#### BRIEF
Lay out the records below as a two-column CSV with the header instruction,coordinates. Give one row per record, with its text under instruction and its answer under coordinates, each in a single quoted field with line breaks replaced by spaces, and leave the pictures out.

#### THE RECORDS
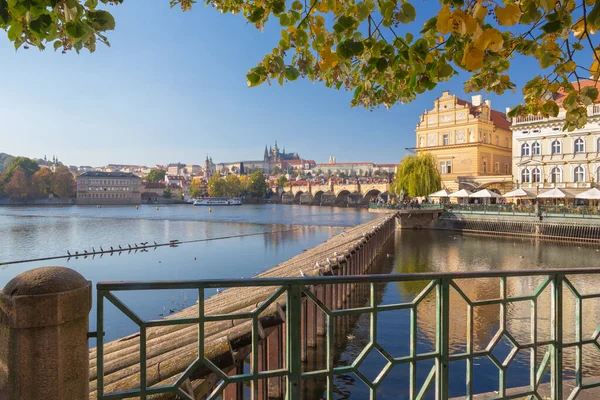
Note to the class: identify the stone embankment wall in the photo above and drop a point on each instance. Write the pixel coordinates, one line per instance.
(575, 229)
(171, 349)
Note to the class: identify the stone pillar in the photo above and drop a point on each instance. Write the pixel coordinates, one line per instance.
(43, 335)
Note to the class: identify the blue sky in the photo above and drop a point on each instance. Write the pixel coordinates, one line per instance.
(172, 88)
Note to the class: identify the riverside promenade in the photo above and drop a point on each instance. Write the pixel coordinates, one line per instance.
(171, 350)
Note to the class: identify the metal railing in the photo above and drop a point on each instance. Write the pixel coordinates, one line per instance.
(403, 206)
(511, 209)
(300, 291)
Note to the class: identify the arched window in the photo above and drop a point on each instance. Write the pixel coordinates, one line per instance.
(579, 174)
(536, 175)
(579, 145)
(556, 147)
(525, 176)
(556, 175)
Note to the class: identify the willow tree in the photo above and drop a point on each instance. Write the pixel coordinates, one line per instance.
(376, 48)
(417, 176)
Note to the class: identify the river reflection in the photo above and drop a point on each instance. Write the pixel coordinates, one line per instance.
(424, 251)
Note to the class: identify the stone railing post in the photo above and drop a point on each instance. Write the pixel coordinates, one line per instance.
(43, 335)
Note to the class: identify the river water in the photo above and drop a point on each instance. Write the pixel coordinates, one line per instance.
(284, 231)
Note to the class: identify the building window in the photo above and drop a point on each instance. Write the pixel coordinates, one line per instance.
(525, 176)
(556, 147)
(445, 167)
(579, 145)
(579, 174)
(536, 175)
(556, 175)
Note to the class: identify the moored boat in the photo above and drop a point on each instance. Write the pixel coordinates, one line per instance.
(218, 201)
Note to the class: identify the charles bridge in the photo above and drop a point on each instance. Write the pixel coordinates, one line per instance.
(331, 194)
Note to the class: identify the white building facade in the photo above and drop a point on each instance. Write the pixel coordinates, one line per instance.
(545, 156)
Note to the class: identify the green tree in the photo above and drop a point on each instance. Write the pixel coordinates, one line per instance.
(281, 181)
(233, 186)
(41, 182)
(216, 186)
(19, 185)
(359, 46)
(196, 189)
(62, 183)
(417, 176)
(155, 175)
(28, 166)
(257, 187)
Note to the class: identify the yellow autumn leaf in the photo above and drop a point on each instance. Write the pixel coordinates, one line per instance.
(328, 59)
(473, 58)
(595, 69)
(490, 39)
(509, 15)
(479, 11)
(444, 23)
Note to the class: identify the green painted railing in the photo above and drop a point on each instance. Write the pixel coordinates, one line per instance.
(297, 291)
(510, 209)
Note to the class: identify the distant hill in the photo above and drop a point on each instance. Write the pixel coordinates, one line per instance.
(5, 160)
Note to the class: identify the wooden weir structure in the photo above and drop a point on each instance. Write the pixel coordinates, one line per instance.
(171, 349)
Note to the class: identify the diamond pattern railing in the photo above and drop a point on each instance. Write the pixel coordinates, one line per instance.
(545, 354)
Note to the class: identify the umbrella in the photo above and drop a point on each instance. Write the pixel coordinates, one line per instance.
(440, 193)
(519, 193)
(555, 194)
(460, 193)
(591, 194)
(485, 194)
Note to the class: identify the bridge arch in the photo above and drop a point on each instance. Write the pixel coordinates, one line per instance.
(341, 197)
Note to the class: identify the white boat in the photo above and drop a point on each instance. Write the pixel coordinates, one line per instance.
(218, 201)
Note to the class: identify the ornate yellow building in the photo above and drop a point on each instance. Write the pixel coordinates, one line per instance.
(470, 141)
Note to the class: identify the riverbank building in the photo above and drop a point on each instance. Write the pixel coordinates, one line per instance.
(471, 142)
(546, 157)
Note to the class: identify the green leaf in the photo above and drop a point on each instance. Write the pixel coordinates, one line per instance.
(101, 20)
(41, 26)
(407, 14)
(291, 73)
(593, 18)
(75, 29)
(552, 27)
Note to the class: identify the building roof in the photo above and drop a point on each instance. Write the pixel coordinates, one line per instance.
(498, 118)
(116, 174)
(560, 95)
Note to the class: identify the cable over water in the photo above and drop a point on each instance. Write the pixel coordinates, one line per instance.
(145, 246)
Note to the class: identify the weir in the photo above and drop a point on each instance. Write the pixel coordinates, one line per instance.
(240, 325)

#### EXERCISE ANSWER
instruction,coordinates
"Note to the class: identify the stone embankment wall in the photo above and drop a point on each instance. Write the pixel coordinates, one line per instance.","(575, 229) (171, 349)"
"Note to the class: identify the stone pillar in the photo above and drop a point on each instance. Write the pixel coordinates, one line per instance.","(43, 335)"
"Note to the class: identify the blue sky in the photo above and drop a point on each instance. Write the pixel coordinates, one line per instance.","(172, 88)"
"Note to the class: identify the riverside promenade in the photo above and drop a point on each instance. Write the pixel coordinates, one line per instance.","(171, 350)"
"Note to the class: identify the metal railing in the photo above and drop a point on each instance. Write the pixel coordinates, one line per instance.","(403, 206) (511, 209) (300, 291)"
"Note to the class: identify the arched window in the photo above and drop a point on each instance. Write the pixel coordinates, one line per instance.","(579, 174) (536, 175) (579, 145) (556, 147) (525, 176) (556, 175)"
"Note to the class: identify the willow tree in the photo above and drop a point on each instance. Write the pixel coordinates, one line per instance.","(376, 48) (417, 176)"
"Note to the class: identify the river reflection in the photo above and drop a point on each instance. Write the pixel coordinates, one line per instance.","(424, 251)"
"Note to the class: identify the stone railing post in the photo above and drop a point on each instance. Write the pixel coordinates, one line per instance.","(43, 335)"
"Note to the class: identify the river water in the photo above and drop a point on each instance. Write the pixel coordinates, one line per instance.","(284, 231)"
"Note to the class: identify the building window in the photo above and drop a point on each instance. Write the pixel coordinates, one line per instance.","(525, 176) (556, 147) (445, 167) (579, 145) (579, 174) (536, 175) (556, 175)"
"Note to the class: identify the moored boat in the photo above and drop a point on each instance. Write the pixel coordinates, one line per instance.","(218, 201)"
"Note to the class: identify the charles bridge in the photo above and drop a point on each instance. Write the pixel coordinates, one line per instance.","(331, 194)"
"Note to the class: identify the white building facade in the photo above and drop a point on each instance. Write the pixel coordinates, one line per instance.","(545, 156)"
"Note to the class: identify the green tree in the photo above and drop a point on each instance. Write the pixel coordinates, one line per instance.","(281, 181) (233, 186) (41, 182) (216, 186) (19, 185) (359, 46) (196, 189) (62, 183) (417, 176) (155, 175) (28, 166) (257, 187)"
"Note to the class: identify the yellow autumn leaf in the photo above and drop a point on each instance. Write the pixel coordinates, one line per instance.","(328, 59) (473, 58) (595, 69) (490, 39) (509, 15) (479, 11) (444, 23)"
"Note to the class: identify the green painted railing in the photo above and drop a point on each instance. Write the pixel coordinates, one line per instance.","(297, 291) (510, 209)"
"Note to the class: identify the distant hill in the photo above and drop a point on each instance. Write the pixel coordinates, one line per instance.","(5, 160)"
"Note to the class: identify the wooden weir structure in the photo above and drop a point on each instance. Write the pixel coordinates, one line per instance.","(171, 349)"
"Note to the class: identify the diamond pattern railing in the photo above and drop a point on each instance. Write the pixel coordinates, one line per instance.","(545, 354)"
"Note to the class: identify the umbrella in the photo above and drop a point on each instance. Write the pixel coordinates, one line per instance.","(440, 193) (519, 193) (555, 194) (460, 193) (591, 194) (485, 194)"
"Note to the class: identify the bridge arch in the photo above and drop a point on each instance. Write the pixel coordinates, one line per instance.","(341, 197)"
"Note to the class: identify the white boat in the photo above and drop a point on each instance. Write the pixel coordinates, one line per instance.","(218, 201)"
"Note to the class: identify the ornate yellow building in the photo above and drop a point on each instance. Write the pixel coordinates, one line per instance.","(470, 141)"
"Note to the class: identify the riverbank building in the photo above and drop a point on each instance. Write the pixel coordinates, one line per instance.","(471, 142) (546, 157)"
"Note to the class: identify the green leaf in the photo above and drop a point on each instance. Write the pixel coordinates, one line per instance.","(101, 20) (41, 26) (407, 14) (291, 73) (593, 18) (75, 29) (552, 27)"
"Note to the class: identify the building roof in the photo above and drop a point on each instance. Write the pixel coordinates, one line per instance.","(498, 118) (116, 174) (560, 95)"
"Note to the class: identify the cable over water in the photo above and drop a point on each instance. Write the pixel coordinates, one line per instance.","(145, 246)"
"Note to the class: identify the weir in the photo above and drop a point on each instance. Write the pixel coordinates, one line per instance.","(240, 325)"